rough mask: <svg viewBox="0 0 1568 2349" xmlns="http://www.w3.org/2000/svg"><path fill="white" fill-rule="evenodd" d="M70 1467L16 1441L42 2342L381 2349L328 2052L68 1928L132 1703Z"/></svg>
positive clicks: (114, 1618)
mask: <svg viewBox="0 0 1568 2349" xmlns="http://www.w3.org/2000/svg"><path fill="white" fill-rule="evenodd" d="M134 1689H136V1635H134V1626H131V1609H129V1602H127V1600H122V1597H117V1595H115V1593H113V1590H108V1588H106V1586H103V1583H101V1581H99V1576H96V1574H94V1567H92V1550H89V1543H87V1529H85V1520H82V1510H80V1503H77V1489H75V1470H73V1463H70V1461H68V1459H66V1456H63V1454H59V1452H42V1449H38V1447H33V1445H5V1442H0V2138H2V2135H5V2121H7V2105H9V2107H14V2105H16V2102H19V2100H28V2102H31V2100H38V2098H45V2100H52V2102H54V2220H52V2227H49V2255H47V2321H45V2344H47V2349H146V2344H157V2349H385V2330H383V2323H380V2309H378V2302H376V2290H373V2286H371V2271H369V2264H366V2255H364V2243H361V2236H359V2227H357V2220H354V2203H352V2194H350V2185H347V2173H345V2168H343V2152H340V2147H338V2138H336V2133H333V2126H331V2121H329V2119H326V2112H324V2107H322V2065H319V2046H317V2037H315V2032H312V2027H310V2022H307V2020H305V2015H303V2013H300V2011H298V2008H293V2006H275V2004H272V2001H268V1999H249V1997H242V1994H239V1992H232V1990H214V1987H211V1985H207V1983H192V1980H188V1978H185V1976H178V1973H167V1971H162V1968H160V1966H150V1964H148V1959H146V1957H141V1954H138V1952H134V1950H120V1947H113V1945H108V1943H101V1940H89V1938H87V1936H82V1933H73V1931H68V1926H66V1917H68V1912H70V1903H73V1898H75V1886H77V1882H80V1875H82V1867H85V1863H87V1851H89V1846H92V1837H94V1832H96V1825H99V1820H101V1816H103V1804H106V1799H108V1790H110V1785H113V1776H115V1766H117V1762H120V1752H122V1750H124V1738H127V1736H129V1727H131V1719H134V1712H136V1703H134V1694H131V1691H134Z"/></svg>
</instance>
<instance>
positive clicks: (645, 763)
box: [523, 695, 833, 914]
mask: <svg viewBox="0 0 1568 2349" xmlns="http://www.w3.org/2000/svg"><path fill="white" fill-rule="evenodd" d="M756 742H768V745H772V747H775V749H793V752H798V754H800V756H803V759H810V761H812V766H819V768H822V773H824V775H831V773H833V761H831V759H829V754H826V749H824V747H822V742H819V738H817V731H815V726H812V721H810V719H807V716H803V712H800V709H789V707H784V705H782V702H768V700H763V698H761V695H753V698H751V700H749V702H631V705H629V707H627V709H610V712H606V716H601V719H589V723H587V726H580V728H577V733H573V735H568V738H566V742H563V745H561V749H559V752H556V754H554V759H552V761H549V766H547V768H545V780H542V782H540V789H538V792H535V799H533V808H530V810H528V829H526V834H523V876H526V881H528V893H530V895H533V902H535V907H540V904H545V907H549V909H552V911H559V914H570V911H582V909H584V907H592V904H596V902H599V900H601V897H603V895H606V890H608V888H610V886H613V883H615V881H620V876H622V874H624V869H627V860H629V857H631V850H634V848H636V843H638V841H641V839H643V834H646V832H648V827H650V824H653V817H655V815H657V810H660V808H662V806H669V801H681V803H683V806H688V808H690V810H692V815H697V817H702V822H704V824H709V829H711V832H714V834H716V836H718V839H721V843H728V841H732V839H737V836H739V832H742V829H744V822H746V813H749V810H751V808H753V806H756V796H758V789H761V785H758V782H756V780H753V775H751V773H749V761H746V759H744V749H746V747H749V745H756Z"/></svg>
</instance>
---
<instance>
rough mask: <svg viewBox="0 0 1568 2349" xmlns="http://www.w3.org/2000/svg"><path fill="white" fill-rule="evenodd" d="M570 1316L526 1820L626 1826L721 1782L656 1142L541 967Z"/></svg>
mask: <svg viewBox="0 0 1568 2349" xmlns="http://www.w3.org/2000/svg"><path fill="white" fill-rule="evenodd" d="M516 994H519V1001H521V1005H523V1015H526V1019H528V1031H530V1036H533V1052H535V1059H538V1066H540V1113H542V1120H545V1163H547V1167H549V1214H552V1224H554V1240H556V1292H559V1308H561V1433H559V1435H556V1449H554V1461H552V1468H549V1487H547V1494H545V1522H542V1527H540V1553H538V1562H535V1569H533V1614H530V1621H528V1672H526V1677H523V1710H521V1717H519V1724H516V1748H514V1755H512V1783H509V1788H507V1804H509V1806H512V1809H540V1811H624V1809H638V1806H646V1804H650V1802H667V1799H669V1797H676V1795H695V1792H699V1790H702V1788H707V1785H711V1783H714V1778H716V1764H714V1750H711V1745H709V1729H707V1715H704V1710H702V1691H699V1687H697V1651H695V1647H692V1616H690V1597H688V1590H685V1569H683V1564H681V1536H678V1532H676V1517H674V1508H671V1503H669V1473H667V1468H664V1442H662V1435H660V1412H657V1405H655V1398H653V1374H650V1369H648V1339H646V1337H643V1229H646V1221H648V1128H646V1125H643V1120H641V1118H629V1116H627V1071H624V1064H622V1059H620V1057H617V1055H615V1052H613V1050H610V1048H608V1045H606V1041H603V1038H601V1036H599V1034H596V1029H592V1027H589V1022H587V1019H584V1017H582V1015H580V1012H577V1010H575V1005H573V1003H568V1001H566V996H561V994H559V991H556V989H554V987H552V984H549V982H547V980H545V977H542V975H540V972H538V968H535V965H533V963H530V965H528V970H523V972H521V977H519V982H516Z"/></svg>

§ **PROBLEM STATEMENT**
Begin with the line above that has "positive clicks: (114, 1618)" and continue through the line that has "positive clicks: (645, 763)", setting each one down exactly. Stop there.

§ **RESPONSE BOX**
positive clicks: (114, 1618)
mask: <svg viewBox="0 0 1568 2349" xmlns="http://www.w3.org/2000/svg"><path fill="white" fill-rule="evenodd" d="M134 1689H136V1635H134V1626H131V1609H129V1602H127V1600H122V1597H117V1595H115V1593H113V1590H108V1588H106V1586H103V1583H101V1581H99V1576H96V1574H94V1567H92V1550H89V1543H87V1529H85V1520H82V1510H80V1503H77V1489H75V1470H73V1463H70V1461H68V1459H66V1456H63V1454H59V1452H42V1449H38V1447H33V1445H5V1442H0V2138H2V2135H5V2121H7V2105H9V2107H14V2105H16V2102H19V2100H28V2102H31V2100H38V2098H45V2100H52V2102H54V2220H52V2227H49V2255H47V2321H45V2344H47V2349H146V2344H157V2349H385V2330H383V2323H380V2309H378V2302H376V2290H373V2286H371V2271H369V2264H366V2255H364V2243H361V2236H359V2227H357V2220H354V2203H352V2194H350V2185H347V2173H345V2168H343V2152H340V2147H338V2138H336V2133H333V2126H331V2121H329V2119H326V2112H324V2107H322V2065H319V2046H317V2037H315V2032H312V2027H310V2022H307V2020H305V2015H303V2013H300V2011H298V2008H293V2006H275V2004H272V2001H268V1999H249V1997H242V1994H239V1992H232V1990H214V1987H211V1985H207V1983H192V1980H188V1978H185V1976H178V1973H167V1971H162V1968H160V1966H150V1964H148V1959H146V1957H141V1954H138V1952H134V1950H120V1947H113V1945H108V1943H101V1940H89V1938H87V1936H82V1933H73V1931H68V1926H66V1917H68V1912H70V1903H73V1898H75V1886H77V1882H80V1875H82V1867H85V1863H87V1851H89V1846H92V1837H94V1832H96V1825H99V1820H101V1816H103V1804H106V1799H108V1790H110V1785H113V1776H115V1766H117V1762H120V1752H122V1750H124V1738H127V1736H129V1727H131V1719H134V1712H136V1703H134V1694H131V1691H134Z"/></svg>
</instance>
<instance>
positive clicks: (645, 763)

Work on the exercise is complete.